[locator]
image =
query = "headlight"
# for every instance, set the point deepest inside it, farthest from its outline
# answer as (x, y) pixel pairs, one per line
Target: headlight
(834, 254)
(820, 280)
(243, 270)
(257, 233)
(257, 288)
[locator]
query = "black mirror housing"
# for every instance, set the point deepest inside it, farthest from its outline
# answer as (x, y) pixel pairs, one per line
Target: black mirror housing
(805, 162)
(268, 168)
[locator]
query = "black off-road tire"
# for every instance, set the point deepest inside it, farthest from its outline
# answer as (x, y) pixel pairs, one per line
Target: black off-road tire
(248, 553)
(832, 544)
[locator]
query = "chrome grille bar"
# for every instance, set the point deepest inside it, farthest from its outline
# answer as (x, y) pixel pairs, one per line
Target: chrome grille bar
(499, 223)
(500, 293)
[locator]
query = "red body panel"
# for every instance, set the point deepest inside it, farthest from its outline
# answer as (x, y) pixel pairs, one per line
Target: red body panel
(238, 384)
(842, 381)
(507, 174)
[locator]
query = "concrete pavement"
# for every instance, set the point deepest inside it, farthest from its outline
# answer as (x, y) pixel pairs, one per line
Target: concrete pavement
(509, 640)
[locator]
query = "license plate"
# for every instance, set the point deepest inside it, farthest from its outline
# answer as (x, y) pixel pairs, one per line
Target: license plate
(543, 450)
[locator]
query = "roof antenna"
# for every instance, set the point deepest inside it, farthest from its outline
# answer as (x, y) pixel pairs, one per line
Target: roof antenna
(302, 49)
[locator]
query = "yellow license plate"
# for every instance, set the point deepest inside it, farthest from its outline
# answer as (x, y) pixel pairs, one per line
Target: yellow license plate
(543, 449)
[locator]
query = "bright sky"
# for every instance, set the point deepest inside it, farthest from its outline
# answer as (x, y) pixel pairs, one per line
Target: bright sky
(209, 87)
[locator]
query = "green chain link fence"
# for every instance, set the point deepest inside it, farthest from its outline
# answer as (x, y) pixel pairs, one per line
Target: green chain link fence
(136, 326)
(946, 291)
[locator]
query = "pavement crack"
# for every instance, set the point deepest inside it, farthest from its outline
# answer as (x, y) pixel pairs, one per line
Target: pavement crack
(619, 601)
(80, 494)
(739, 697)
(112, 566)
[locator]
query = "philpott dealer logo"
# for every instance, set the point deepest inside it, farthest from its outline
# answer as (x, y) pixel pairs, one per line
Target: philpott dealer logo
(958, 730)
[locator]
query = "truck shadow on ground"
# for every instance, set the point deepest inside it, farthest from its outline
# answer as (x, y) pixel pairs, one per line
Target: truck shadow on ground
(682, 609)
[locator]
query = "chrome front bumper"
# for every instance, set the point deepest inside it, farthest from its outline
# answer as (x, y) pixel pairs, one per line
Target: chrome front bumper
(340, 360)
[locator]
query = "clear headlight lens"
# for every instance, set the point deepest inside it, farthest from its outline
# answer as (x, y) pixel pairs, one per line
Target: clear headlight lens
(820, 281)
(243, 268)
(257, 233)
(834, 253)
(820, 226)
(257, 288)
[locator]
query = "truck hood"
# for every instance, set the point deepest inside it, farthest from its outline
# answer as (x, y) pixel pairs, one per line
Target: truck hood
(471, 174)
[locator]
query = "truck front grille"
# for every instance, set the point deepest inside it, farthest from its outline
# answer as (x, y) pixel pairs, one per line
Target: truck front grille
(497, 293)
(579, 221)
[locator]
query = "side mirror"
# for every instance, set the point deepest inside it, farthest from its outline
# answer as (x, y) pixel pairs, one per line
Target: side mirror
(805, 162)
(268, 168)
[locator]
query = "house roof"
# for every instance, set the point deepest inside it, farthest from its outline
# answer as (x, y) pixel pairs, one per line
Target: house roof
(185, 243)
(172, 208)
=-=-=
### What to do
Set the entries above down once more, exactly as they stand.

### Answer section
[locator]
image =
query = "headlight"
# for every instance, set the point deepest inside it, farthest from its outline
# answer as (x, y) pixel pairs, one per line
Target: headlight
(834, 254)
(820, 280)
(243, 270)
(257, 233)
(257, 288)
[locator]
query = "black mirror housing"
# for every instance, set the point deepest inside it, farthest from its outline
# answer as (x, y) pixel pairs, one per line
Target: black mirror housing
(805, 162)
(268, 168)
[locator]
query = "black off-road tire"
# for every instance, set the point deepest inside it, farthest from its outline
# answer as (x, y) pixel pairs, one per line
Target: black off-road tire
(248, 553)
(832, 544)
[locator]
query = "chrome grille bar"
# for every instance, set the point deepest inside it, farthest from its outline
# answer as (x, y) pixel pairs, one per line
Target: chrome grille bar
(499, 223)
(500, 293)
[locator]
query = "red body panel"
# for every instance, set the point deepest inside it, farthest from its outline
# answer as (x, y) pixel pairs, one per line
Target: red body panel
(238, 384)
(842, 381)
(507, 174)
[locator]
query = "concrete pavement"
# for every instance, set the point deepest inside it, farthest from its outline
# answer as (x, y) pixel pairs, one per line
Target: concrete pavement
(509, 640)
[locator]
query = "license plate"
# for every instance, set the point deepest inside it, farthest from its outline
# answer as (x, y) pixel pairs, one per line
Target: license plate
(543, 450)
[locator]
query = "roof antenna"
# for every instance, set the point deepest inside it, farthest from its outline
# answer as (x, y) pixel pairs, one per line
Target: roof antenna
(302, 49)
[locator]
query = "yellow license plate"
# for every instance, set the point deepest inside it, farthest from its outline
# answer as (x, y) pixel pairs, one per line
Target: yellow license plate
(543, 449)
[locator]
query = "bright sky"
# for every instance, set the point deepest inside it, farthest from its outline
# answer as (x, y) pixel pairs, one per line
Target: bright sky
(209, 87)
[locator]
query = "green chain link fence"
# for every instance, set the point deepest inside it, farthest from its outline
# answer as (x, y) pixel pairs, one per line
Target: green chain link fence
(136, 326)
(946, 291)
[locator]
query = "pavement crack"
# for every instance, set the point deepest inside it, farthest from its outline
# answer as (x, y) pixel pairs, one per line
Target: pavement crack
(619, 601)
(80, 494)
(739, 697)
(112, 566)
[locator]
query = "philpott dealer logo"
# for every instance, set the point deepest inside it, farthest from its outline
# answer as (x, y) pixel pairs, one per line
Target: philpott dealer logo
(958, 730)
[locator]
query = "truck shadow on ground"
# for every instance, set the point deepest inside it, farthest from its outline
# answer as (x, y) pixel pairs, one per line
Target: truck shadow on ground
(682, 609)
[locator]
query = "chrome front bumper"
# for every instance, set the point deepest inside it, farthest from its outline
# answer as (x, y) pixel pairs, one per line
Target: chrome front bumper
(340, 360)
[locator]
query = "clear headlight lens"
# for every instance, set the point deepest inside it, farthest from its outline
# answer as (x, y) pixel pairs, one per line
Target: clear headlight lens
(820, 281)
(243, 268)
(257, 233)
(834, 253)
(820, 226)
(257, 288)
[locator]
query = "truck hood"
# for every instance, set the point deepest inside it, farthest from its outline
# answer as (x, y) pixel pairs, one per line
Target: truck hood
(471, 174)
[locator]
query = "truck front grille"
# for every instance, set the point deepest inside it, farthest from its outline
# answer as (x, y) pixel pairs, one per line
Target: truck front grille
(497, 293)
(579, 221)
[locator]
query = "side mirror"
# for every instance, set the point deepest inside it, farthest from its outline
# answer as (x, y) pixel pairs, one per line
Target: side mirror
(805, 162)
(268, 168)
[locator]
query = "house roof"
# for every instance, set the point deepest inside it, farthest from its outline
# answer as (x, y) pixel pairs, one per line
Target: house roof
(185, 243)
(172, 208)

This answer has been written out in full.